Return everything from "However, most of" down to "his traditional heritage." in the passage on heritage assessment below, word for word.

(Extract provided):
++++++

However, most of his responses on his heritage were negative. Therefore, this led to the
conclusion of his lack of identity to his traditional heritage.

Understanding of the information regarding cultural, ethnic and religious identity is
crucial since as a healthcare practitioner, it will make it possible to conduct evaluations relating
to an individual’s cultural, ethnic and religious background. This information will further be
helpful especially when performing a heritage evaluation, which will subsequently facilitate the
determination of how the specific individual identifies himself or herself with a particular
heritage. Furthermore, such information will act as a framework not only for me but also for
other health practitioners to comprehend the health status and history of a patient. Sagar, 2011
points out that when the heritage assessment tool generates greater number of positive
responses, it translates that he or she is identifying himself or herself with his traditional
inheritance. Understanding the ethnic, cultural and religious background assist an individual or
health practitioner in being able to clearly define the health and or illness status of a patient in a
manner that is holistic.

++++++

(Extracted material):
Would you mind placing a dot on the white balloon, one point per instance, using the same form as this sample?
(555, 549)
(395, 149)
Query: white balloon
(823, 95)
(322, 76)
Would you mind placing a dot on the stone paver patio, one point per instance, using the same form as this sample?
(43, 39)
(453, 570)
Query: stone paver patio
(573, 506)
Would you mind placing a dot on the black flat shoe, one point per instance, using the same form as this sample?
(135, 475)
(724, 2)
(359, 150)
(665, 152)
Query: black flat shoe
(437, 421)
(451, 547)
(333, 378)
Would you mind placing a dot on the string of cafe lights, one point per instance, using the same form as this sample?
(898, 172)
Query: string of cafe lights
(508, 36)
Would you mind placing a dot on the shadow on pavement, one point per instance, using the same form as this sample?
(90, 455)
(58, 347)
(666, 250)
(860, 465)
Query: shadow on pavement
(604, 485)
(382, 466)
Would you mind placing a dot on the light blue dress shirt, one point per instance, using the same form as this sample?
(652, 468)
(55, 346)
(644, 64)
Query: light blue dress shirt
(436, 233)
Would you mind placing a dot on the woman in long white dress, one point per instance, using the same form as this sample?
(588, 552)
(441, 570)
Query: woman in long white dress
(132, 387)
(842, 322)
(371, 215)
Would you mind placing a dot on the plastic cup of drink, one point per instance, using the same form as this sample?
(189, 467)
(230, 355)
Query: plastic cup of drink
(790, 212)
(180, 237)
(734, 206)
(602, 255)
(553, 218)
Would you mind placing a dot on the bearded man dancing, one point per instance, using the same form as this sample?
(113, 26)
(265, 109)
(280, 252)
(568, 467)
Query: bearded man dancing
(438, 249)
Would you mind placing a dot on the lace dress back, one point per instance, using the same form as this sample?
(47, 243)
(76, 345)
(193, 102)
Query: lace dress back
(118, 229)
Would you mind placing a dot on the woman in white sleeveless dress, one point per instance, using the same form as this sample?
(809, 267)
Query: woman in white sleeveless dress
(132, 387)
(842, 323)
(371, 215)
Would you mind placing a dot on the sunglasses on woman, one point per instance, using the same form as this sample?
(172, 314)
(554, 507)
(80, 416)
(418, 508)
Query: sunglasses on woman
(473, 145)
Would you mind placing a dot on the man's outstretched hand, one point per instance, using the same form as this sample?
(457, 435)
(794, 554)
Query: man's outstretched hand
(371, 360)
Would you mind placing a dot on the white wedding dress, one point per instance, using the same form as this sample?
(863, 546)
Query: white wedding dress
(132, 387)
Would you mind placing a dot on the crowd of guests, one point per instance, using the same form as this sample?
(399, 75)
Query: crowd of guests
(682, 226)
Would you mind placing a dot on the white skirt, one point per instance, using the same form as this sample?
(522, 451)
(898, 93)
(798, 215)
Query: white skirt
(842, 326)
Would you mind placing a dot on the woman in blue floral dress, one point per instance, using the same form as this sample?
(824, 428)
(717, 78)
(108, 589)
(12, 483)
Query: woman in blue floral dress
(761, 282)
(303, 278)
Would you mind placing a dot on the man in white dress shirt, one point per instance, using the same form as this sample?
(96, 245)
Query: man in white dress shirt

++++++

(Task answer):
However, most of his responses on his heritage were negative. Therefore, this led to the
conclusion of his lack of identity to his traditional heritage.